___ Listed entries ___

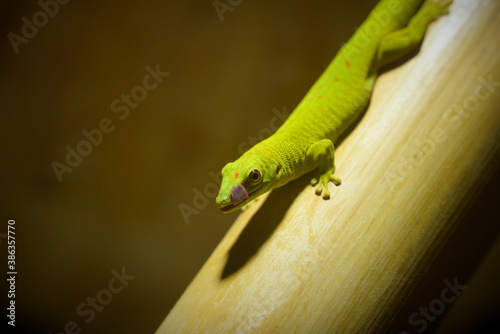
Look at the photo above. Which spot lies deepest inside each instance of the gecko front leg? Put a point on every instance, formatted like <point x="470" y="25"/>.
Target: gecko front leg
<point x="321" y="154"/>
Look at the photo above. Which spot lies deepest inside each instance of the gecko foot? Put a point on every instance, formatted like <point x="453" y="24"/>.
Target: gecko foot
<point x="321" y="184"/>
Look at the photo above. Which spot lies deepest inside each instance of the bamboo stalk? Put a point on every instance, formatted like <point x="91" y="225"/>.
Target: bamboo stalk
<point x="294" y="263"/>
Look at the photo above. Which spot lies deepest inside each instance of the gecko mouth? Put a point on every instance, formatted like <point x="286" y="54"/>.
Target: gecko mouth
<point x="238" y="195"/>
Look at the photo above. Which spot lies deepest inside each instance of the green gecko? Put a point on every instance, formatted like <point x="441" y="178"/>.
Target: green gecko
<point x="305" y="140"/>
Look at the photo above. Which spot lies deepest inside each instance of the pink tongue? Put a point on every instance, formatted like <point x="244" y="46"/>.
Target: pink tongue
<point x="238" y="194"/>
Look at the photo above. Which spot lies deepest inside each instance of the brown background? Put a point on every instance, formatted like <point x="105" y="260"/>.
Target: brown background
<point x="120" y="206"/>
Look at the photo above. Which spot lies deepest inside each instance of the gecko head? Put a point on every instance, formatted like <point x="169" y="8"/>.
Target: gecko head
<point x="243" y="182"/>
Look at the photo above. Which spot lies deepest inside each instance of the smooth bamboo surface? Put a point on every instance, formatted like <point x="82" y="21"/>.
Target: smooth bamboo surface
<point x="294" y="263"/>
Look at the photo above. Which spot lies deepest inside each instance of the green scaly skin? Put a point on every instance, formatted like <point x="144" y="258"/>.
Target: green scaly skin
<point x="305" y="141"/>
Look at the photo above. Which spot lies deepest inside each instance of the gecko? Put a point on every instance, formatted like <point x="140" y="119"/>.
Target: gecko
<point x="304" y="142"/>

___

Output the lines from the line containing "the gecko foot?" to the end, both included; add nothing.

Look at the photo above. Which spot lies deepest inside each instance of the gecko foot? Put a point on every instance, formatted like <point x="453" y="24"/>.
Target: gecko foot
<point x="321" y="184"/>
Look at the photo above. Which spot lies deepest inside each instance of the bamboo stalk? Put a point on every instance, formatted like <point x="91" y="225"/>.
Target: bamboo stalk
<point x="294" y="263"/>
Look at the photo above. Which spot lies deepest inside each instance of the gecko mouth? Put a point on every instance, formatted like <point x="286" y="54"/>.
Target: gecko mouth
<point x="238" y="195"/>
Look at the photo above. Which spot lies deepest inside each instance of the green gecko? Put a point on every instance, formatted like <point x="441" y="178"/>.
Target: green gecko
<point x="305" y="140"/>
Look at the photo above. Which spot lies deepest inside each instance of the pink tongue? Put a point on every instance, formatted like <point x="244" y="46"/>.
Target: pink tongue
<point x="238" y="194"/>
Look at the photo above. Which spot lies deepest inside each instance of the brown background? Put a point on every instance, formatted like <point x="105" y="260"/>.
Target: brown background
<point x="120" y="206"/>
Look at the photo above. Which spot lies deepest inside each instance of the gecko head? Put a point on every instance, formatted like <point x="169" y="8"/>.
Target: gecko head
<point x="243" y="182"/>
Look at the photo above. Which spot lies deepest inside each instance of the smooth bamboo surface? Put a point on every instance, formatted like <point x="82" y="21"/>.
Target: smooth bamboo surface
<point x="294" y="263"/>
Look at the photo above. Which spot lies deepest inside each instance of the green scaly skin? Put a point on every instance, formatted like <point x="144" y="258"/>.
Target: green scaly skin
<point x="305" y="141"/>
Look at the photo above. Which spot lies deepest inside each instance of the gecko? Put a point on every instance, formatted like <point x="140" y="119"/>.
Target: gecko
<point x="304" y="142"/>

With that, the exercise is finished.